> [Data for this task]
%%
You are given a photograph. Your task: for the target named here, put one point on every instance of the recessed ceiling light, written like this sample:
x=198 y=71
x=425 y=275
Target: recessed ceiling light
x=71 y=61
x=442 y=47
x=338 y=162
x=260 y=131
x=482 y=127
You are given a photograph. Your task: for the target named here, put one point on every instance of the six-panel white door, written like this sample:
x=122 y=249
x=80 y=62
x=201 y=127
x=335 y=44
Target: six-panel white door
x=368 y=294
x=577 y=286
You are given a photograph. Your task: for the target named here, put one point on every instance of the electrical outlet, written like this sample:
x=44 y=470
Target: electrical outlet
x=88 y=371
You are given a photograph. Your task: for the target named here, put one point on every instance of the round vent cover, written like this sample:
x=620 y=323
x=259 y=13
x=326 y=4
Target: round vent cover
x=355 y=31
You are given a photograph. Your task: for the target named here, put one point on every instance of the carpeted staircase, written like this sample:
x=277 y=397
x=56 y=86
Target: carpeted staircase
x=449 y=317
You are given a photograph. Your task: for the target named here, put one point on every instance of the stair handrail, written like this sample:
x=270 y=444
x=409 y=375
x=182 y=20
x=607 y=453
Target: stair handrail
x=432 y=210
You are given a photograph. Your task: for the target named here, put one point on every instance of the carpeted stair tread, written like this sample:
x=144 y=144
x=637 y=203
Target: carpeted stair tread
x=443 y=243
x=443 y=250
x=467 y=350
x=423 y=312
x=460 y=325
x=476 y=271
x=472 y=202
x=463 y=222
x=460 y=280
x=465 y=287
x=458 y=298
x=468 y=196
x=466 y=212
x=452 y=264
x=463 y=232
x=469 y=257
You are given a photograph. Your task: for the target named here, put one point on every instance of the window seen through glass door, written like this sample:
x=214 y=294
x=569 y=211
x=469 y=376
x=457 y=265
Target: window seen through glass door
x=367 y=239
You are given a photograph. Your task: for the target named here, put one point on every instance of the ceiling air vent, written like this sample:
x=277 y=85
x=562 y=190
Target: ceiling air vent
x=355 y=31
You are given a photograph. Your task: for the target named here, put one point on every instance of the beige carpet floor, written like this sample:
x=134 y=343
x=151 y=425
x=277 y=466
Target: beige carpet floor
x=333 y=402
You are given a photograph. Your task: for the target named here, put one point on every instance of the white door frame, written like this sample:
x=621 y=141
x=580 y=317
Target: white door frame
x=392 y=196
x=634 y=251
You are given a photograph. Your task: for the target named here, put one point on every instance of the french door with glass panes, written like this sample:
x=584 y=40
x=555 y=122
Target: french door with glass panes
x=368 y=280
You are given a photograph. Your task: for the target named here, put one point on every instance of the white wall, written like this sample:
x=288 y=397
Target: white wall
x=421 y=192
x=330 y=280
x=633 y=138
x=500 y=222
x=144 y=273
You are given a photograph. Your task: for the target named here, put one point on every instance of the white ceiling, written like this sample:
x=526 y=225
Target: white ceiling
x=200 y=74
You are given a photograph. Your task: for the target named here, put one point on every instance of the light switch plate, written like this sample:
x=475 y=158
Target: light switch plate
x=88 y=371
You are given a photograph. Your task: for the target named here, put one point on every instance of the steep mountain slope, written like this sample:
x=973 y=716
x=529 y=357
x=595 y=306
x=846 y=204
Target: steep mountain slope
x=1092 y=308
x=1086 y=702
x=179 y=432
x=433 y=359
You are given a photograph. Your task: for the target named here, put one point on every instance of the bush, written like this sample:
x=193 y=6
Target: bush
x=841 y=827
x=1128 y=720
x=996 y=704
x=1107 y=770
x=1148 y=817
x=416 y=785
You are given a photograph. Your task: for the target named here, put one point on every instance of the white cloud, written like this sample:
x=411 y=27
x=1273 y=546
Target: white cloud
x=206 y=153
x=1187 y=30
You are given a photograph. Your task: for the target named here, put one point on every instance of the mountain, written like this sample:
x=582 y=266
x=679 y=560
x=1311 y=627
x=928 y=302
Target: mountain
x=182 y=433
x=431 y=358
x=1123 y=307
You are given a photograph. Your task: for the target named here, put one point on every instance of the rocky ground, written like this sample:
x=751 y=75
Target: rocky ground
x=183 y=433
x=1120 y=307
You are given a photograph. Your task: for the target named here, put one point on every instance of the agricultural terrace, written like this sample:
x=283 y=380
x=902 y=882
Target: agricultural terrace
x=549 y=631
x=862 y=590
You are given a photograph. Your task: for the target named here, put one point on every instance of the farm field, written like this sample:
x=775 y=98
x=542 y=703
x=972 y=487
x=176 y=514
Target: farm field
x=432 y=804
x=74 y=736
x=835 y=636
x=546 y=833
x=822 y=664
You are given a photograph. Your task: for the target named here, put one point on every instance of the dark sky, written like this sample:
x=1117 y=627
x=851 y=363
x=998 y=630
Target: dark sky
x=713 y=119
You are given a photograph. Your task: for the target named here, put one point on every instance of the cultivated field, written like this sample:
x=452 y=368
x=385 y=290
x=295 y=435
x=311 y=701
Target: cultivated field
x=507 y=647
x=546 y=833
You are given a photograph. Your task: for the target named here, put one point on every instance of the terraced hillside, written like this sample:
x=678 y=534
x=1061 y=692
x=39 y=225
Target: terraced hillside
%%
> [What you will do] Copy every entry exactly as it is given.

> [Finished task]
You are given a photograph. Your task: for the target named here, put one point on every instance of the recessed ceiling light, written like this sample:
x=198 y=71
x=425 y=275
Target: recessed ceiling light
x=71 y=61
x=442 y=47
x=338 y=162
x=260 y=131
x=482 y=127
You are given a photograph. Your task: for the target named here, put one point on every instance of the six-panel white door, written like this sample:
x=122 y=249
x=80 y=62
x=201 y=127
x=335 y=44
Target: six-panel white door
x=368 y=294
x=577 y=286
You are given a photograph. Your task: for the target named here, put one point on every instance of the electrical outlet, written like this sample:
x=44 y=470
Target: electrical outlet
x=88 y=371
You are given a photograph. Your task: for the target named here, put one point on every instance of the round vent cover, written like this sample:
x=620 y=323
x=259 y=13
x=326 y=4
Target: round vent cover
x=355 y=31
You are given a photograph. Your task: for the target named here, put one point on every instance of the carpeted staircase, written like this sample:
x=277 y=397
x=56 y=86
Target: carpeted staircase
x=449 y=317
You are given a photograph. Your task: for the target named here, put one point on every instance of the stair handrail, written like this sample:
x=270 y=444
x=409 y=375
x=182 y=20
x=607 y=453
Target: stair handrail
x=432 y=210
You are given a photograph. Your task: for the target named here, put one point on every instance of the carpeted stair tread, written like this sample:
x=144 y=144
x=637 y=203
Target: carpeted stair tread
x=443 y=243
x=443 y=250
x=467 y=350
x=423 y=312
x=460 y=325
x=476 y=271
x=472 y=202
x=463 y=222
x=460 y=280
x=465 y=287
x=458 y=298
x=468 y=196
x=466 y=212
x=452 y=264
x=463 y=232
x=469 y=257
You are given a photograph. Your task: for the target named here, put one point on every instance of the window seen through glass door, written like this sample:
x=214 y=294
x=569 y=211
x=469 y=376
x=457 y=265
Target: window seen through glass door
x=367 y=239
You are given a photograph. Your task: for the target named here, put one point on every instance of the ceiling air vent, written like this sample:
x=277 y=85
x=562 y=190
Target: ceiling air vent
x=355 y=31
You are given a photograph. Your task: for the target named here, put one point on every instance of the beige carpet floor, written like this sample:
x=134 y=343
x=151 y=425
x=277 y=466
Target: beige carpet floor
x=333 y=402
You are given a photograph. Your task: for the target named here, put one point on every instance of the white door frame, written like this sample:
x=621 y=141
x=580 y=317
Target: white door frame
x=392 y=196
x=634 y=251
You are given a photograph. Your task: for the target named here, put one point on every instance of the french door with glass panes, written like this sample:
x=584 y=40
x=555 y=122
Target: french door with glass panes
x=368 y=280
You are given a photograph. Your task: for the target named here, put one point on every instance of the white wall, written like this sample:
x=288 y=397
Target: white wall
x=421 y=192
x=330 y=280
x=633 y=138
x=500 y=222
x=144 y=273
You are given a photograph. Your task: for the target named here, put one point on every instance of the white ceiling, written like this sample:
x=526 y=225
Target: white ceiling
x=200 y=74
You are given a photograph. Your task: for the target named here, put one point on every instance of the light switch plate, written like this sample:
x=475 y=158
Target: light switch plate
x=88 y=371
You are given a photograph. Your task: for the target named here, put one point on every instance of the steep mountain slope, written like this sample:
x=973 y=716
x=529 y=357
x=595 y=306
x=846 y=204
Target: steep mountain slope
x=1092 y=308
x=1086 y=702
x=179 y=432
x=433 y=359
You are given a photograph. Your task: for the target named here, put one point on every instance of the bush, written like this sample:
x=193 y=6
Target: bush
x=841 y=827
x=1128 y=720
x=996 y=704
x=1107 y=770
x=1148 y=817
x=416 y=785
You are given a photograph. Your task: for the target named here, put one point on every instance of the white cloud, written like this sample:
x=411 y=27
x=1273 y=546
Target: white cloud
x=206 y=153
x=1187 y=30
You are given a photograph. Your task: for the target named here, put one point on every instance of the mountain, written like this sample:
x=582 y=266
x=679 y=560
x=1311 y=627
x=928 y=302
Target: mountain
x=182 y=433
x=431 y=358
x=1123 y=307
You are given a photograph. Your task: for the target named here, put one point on every instance of the rocky ground, written like this sample:
x=751 y=75
Target: rocky ground
x=183 y=433
x=1120 y=307
You are given a photograph. Your task: for the target named here, put one point on every instance of the agricultural terrace, written like this sample:
x=283 y=380
x=902 y=882
Target: agricultural terrace
x=549 y=631
x=862 y=590
You are given a photograph. Your task: for the target named here, put one point on every instance of the farm field, written like this sample:
x=775 y=98
x=542 y=703
x=972 y=487
x=176 y=514
Target: farm field
x=432 y=804
x=74 y=736
x=835 y=636
x=546 y=833
x=822 y=664
You are given a photograph. Your task: for the target named here, put one point on every instance of the dark sky, written like this sample:
x=1117 y=627
x=851 y=363
x=998 y=630
Target: dark sky
x=713 y=119
You are given a photograph. Your task: for the target named here, put one point on every instance of the cultivated field, written like this sample:
x=452 y=368
x=385 y=290
x=295 y=435
x=311 y=701
Target: cultivated field
x=507 y=647
x=546 y=833
You are given a photograph. Your task: for the target named here, put one point on every instance of the terraced hillside, written like this sample:
x=678 y=534
x=1061 y=692
x=39 y=225
Target: terraced hillside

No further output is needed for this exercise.